Work required:
Your copy should match the records below exactly, except for the pictures.

▬▬▬▬▬▬

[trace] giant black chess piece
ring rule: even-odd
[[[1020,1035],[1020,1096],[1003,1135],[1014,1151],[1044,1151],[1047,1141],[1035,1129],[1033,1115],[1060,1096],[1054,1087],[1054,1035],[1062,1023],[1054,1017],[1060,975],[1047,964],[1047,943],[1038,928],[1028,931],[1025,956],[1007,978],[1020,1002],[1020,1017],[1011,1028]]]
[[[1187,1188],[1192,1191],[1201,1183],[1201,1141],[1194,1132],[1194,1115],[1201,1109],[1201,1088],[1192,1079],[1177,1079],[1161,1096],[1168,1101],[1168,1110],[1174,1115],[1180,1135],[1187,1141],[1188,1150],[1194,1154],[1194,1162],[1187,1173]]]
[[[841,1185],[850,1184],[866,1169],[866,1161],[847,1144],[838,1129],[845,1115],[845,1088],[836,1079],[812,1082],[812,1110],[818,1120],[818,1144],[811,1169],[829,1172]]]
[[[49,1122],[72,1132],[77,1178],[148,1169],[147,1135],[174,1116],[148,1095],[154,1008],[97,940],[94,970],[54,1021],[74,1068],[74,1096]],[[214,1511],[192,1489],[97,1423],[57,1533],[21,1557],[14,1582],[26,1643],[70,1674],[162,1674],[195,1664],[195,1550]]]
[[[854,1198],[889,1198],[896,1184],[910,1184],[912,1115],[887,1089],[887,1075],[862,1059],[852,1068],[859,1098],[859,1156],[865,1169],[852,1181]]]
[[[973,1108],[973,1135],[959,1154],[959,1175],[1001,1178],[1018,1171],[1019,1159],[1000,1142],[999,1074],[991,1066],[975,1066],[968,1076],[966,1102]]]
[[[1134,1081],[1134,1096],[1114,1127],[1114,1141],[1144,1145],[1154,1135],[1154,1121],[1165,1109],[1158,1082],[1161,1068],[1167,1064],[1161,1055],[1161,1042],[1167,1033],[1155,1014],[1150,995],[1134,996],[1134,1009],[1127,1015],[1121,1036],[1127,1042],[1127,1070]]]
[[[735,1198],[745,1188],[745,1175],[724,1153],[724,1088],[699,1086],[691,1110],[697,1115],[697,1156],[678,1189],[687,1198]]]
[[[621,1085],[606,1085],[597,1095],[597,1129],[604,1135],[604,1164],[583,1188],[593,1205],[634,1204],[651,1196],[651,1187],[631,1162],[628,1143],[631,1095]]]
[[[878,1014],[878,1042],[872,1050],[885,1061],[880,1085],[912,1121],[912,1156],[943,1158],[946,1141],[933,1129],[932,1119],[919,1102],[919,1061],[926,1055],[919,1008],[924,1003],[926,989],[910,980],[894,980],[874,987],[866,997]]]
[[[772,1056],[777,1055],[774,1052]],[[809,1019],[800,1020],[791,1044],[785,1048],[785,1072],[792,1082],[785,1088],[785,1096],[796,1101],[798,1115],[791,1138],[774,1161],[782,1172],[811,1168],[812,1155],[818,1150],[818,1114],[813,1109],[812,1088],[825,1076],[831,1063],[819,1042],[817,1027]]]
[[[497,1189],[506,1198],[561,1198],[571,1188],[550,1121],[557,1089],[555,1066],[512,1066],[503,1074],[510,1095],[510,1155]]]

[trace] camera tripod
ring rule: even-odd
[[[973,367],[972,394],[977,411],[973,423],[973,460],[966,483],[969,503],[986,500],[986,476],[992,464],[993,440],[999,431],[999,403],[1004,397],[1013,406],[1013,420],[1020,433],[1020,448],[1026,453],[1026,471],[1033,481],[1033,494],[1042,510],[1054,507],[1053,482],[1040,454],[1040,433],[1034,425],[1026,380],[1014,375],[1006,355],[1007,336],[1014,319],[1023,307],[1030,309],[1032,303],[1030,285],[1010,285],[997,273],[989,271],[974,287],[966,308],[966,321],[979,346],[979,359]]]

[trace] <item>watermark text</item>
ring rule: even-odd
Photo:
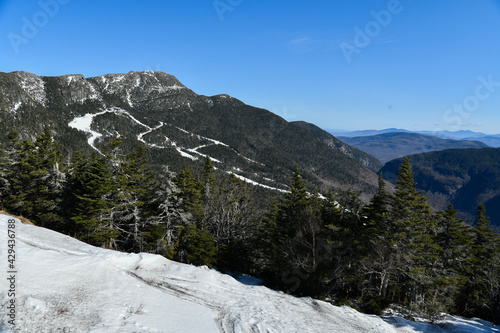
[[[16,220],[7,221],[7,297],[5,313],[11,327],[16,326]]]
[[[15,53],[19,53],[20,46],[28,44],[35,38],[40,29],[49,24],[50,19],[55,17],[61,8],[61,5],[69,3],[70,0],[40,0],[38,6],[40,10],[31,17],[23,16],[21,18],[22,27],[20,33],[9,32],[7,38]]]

▬▬▬▬▬▬

Exercise result:
[trace] giant black chess piece
ring rule: even-odd
[[[1020,1035],[1020,1096],[1003,1135],[1014,1151],[1044,1151],[1047,1141],[1035,1129],[1033,1115],[1060,1096],[1054,1087],[1054,1035],[1062,1023],[1054,1017],[1060,975],[1047,964],[1047,943],[1038,928],[1028,931],[1025,956],[1007,978],[1020,1002],[1020,1017],[1011,1028]]]
[[[1187,1188],[1192,1191],[1201,1183],[1201,1141],[1194,1132],[1194,1115],[1201,1109],[1201,1088],[1192,1079],[1177,1079],[1161,1096],[1168,1101],[1168,1110],[1174,1115],[1180,1135],[1187,1141],[1188,1150],[1194,1154],[1194,1162],[1187,1173]]]
[[[841,1185],[850,1184],[866,1169],[866,1161],[847,1144],[838,1129],[845,1115],[845,1088],[836,1079],[812,1082],[812,1110],[818,1120],[818,1144],[811,1169],[829,1172]]]
[[[49,1122],[72,1132],[77,1178],[148,1169],[147,1135],[174,1116],[148,1095],[154,1008],[97,940],[94,970],[54,1021],[74,1068],[74,1096]],[[214,1511],[192,1489],[97,1423],[57,1533],[21,1557],[14,1582],[26,1643],[70,1674],[162,1674],[195,1664],[195,1550]]]
[[[854,1198],[889,1198],[896,1184],[910,1184],[912,1115],[887,1089],[887,1075],[862,1059],[852,1068],[859,1098],[859,1156],[865,1169],[852,1181]]]
[[[973,1108],[973,1135],[959,1154],[959,1175],[1001,1178],[1018,1171],[1019,1159],[1000,1142],[999,1074],[991,1066],[975,1066],[968,1076],[966,1102]]]
[[[1134,1081],[1134,1096],[1114,1127],[1114,1141],[1144,1145],[1154,1135],[1154,1121],[1165,1109],[1158,1082],[1161,1068],[1167,1064],[1161,1055],[1161,1042],[1167,1033],[1155,1014],[1150,995],[1134,996],[1134,1009],[1127,1015],[1121,1036],[1127,1042],[1127,1070]]]
[[[735,1198],[745,1188],[745,1175],[724,1153],[724,1088],[699,1086],[691,1110],[697,1115],[697,1156],[678,1189],[687,1198]]]
[[[621,1085],[606,1085],[597,1095],[597,1129],[604,1135],[604,1164],[583,1188],[593,1205],[634,1204],[651,1196],[651,1187],[631,1162],[628,1143],[631,1095]]]
[[[878,1014],[878,1042],[872,1050],[885,1061],[880,1085],[912,1121],[912,1156],[943,1158],[946,1141],[933,1129],[932,1119],[919,1102],[919,1061],[926,1055],[919,1008],[924,1003],[926,989],[910,980],[894,980],[874,987],[866,997]]]
[[[772,1056],[777,1055],[774,1052]],[[809,1019],[800,1020],[791,1044],[785,1048],[785,1072],[792,1082],[785,1088],[785,1096],[796,1101],[798,1115],[791,1138],[774,1161],[782,1172],[811,1168],[812,1155],[818,1150],[818,1114],[813,1109],[812,1088],[825,1076],[831,1063],[819,1042],[817,1027]]]
[[[497,1189],[506,1198],[561,1198],[571,1188],[550,1121],[557,1089],[555,1066],[512,1066],[503,1074],[510,1095],[510,1155]]]

[trace] camera tripod
ring rule: even-odd
[[[973,367],[972,394],[977,411],[973,423],[973,460],[966,483],[969,503],[986,500],[986,476],[992,464],[993,440],[999,431],[999,403],[1004,397],[1013,406],[1013,420],[1020,433],[1020,448],[1026,453],[1026,471],[1033,481],[1033,494],[1042,510],[1054,507],[1053,482],[1040,454],[1040,433],[1034,425],[1026,380],[1014,375],[1006,355],[1007,336],[1014,319],[1023,307],[1030,309],[1032,303],[1030,285],[1010,285],[997,273],[989,271],[974,287],[966,308],[966,321],[979,346],[979,359]]]

[trace] <item>watermark text</item>
ring rule: even-odd
Photo:
[[[16,220],[7,221],[7,297],[5,313],[11,327],[16,326]]]
[[[15,53],[19,53],[20,46],[28,44],[35,38],[40,29],[49,24],[50,19],[55,17],[61,8],[61,5],[69,3],[70,0],[40,0],[38,6],[40,10],[31,17],[23,16],[21,18],[22,27],[20,33],[9,32],[7,38]]]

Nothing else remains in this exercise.